### [ASSIGNMENT]
Write out the full set of records below exactly.

### [MATERIAL FOR THIS TASK]

--------------------

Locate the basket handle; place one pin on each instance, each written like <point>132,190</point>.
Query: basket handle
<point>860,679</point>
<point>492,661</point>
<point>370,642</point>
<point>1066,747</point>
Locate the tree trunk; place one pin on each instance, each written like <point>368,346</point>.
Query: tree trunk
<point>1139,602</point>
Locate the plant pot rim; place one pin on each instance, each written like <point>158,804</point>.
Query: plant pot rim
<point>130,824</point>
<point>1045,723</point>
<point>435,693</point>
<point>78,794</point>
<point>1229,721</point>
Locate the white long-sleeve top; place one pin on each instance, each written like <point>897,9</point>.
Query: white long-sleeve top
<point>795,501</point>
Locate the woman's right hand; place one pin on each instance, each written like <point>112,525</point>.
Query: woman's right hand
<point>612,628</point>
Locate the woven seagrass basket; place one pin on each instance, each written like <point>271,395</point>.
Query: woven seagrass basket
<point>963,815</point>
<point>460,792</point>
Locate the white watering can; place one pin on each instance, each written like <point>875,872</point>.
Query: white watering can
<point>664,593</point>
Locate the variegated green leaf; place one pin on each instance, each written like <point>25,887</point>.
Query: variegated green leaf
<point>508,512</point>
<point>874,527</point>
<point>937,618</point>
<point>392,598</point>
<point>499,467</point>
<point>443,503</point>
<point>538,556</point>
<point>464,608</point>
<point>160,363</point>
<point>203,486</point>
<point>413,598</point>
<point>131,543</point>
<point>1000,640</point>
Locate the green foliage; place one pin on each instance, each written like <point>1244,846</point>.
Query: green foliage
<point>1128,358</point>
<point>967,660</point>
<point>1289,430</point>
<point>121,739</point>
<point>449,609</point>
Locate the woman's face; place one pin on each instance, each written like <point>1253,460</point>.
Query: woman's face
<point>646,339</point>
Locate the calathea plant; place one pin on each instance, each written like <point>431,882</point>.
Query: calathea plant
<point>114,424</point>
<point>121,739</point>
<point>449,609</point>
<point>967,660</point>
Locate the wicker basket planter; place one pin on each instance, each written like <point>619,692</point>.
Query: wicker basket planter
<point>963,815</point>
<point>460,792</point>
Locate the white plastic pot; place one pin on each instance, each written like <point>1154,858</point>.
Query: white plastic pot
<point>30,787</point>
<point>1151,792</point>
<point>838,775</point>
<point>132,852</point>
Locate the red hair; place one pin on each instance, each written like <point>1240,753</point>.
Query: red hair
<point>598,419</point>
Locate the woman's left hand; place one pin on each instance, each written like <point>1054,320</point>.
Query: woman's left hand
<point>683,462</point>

--------------------

### [RESPONSE TO THE EXERCISE]
Locate the basket handle; place one pin on each instance, each written like <point>132,190</point>.
Query: basket handle
<point>860,679</point>
<point>492,661</point>
<point>370,642</point>
<point>1066,747</point>
Locate the tree trunk; place one pin on each instance, each written like <point>368,346</point>.
Query: tree trunk
<point>1139,602</point>
Locate the plant pot rim; place one pin on each instance, each written like <point>158,804</point>.
Query: plant pot rim
<point>130,824</point>
<point>1045,723</point>
<point>435,693</point>
<point>78,794</point>
<point>1229,721</point>
Locate the white long-sleeve top; place one pin on each instance, each written like <point>897,9</point>.
Query: white long-sleeve top
<point>795,501</point>
Locate the woman's right hand; place one pin on each instance, each written like <point>112,525</point>.
Query: woman's right hand
<point>612,628</point>
Locate the woven seagrass basket; place one pin on each instance, each written like <point>271,395</point>.
Query: woven seagrass basket
<point>963,815</point>
<point>460,792</point>
Locate the white watering can; place one pin on each instance, each written like <point>875,872</point>.
Query: white watering can
<point>664,593</point>
Locate the variegated green leaf; place one pin on each instance, each written like <point>25,887</point>.
Query: variegated green leaf
<point>508,512</point>
<point>874,527</point>
<point>937,618</point>
<point>392,598</point>
<point>499,467</point>
<point>443,503</point>
<point>538,556</point>
<point>464,608</point>
<point>160,363</point>
<point>203,486</point>
<point>413,598</point>
<point>131,543</point>
<point>1000,640</point>
Locate the green foliage; place one pin on each instance, each written like <point>1244,846</point>.
Query: green foliage
<point>1128,358</point>
<point>967,660</point>
<point>1289,430</point>
<point>121,739</point>
<point>449,609</point>
Locate the woman's face; place one pin on each instance, each written like <point>1253,460</point>.
Query: woman's face
<point>646,339</point>
Locate the calathea plant; place one pin on each instance, each written like <point>431,882</point>.
Query: calathea plant
<point>114,424</point>
<point>121,739</point>
<point>449,609</point>
<point>967,660</point>
Locate the wicker basket planter; place one pin on each instance, each written like <point>619,692</point>.
Query: wicker basket planter
<point>963,815</point>
<point>460,792</point>
Locate the white plastic pot; place one pin on each instance, each written like <point>1154,858</point>.
Query: white plastic pot
<point>30,787</point>
<point>1151,792</point>
<point>838,775</point>
<point>132,852</point>
Locate the red hair; place one pin on each instance, each written like <point>1240,753</point>.
Query: red hair
<point>598,419</point>
Locate the woman's left hand; place one pin on each instance, each written like <point>1054,320</point>.
Query: woman's left hand
<point>683,462</point>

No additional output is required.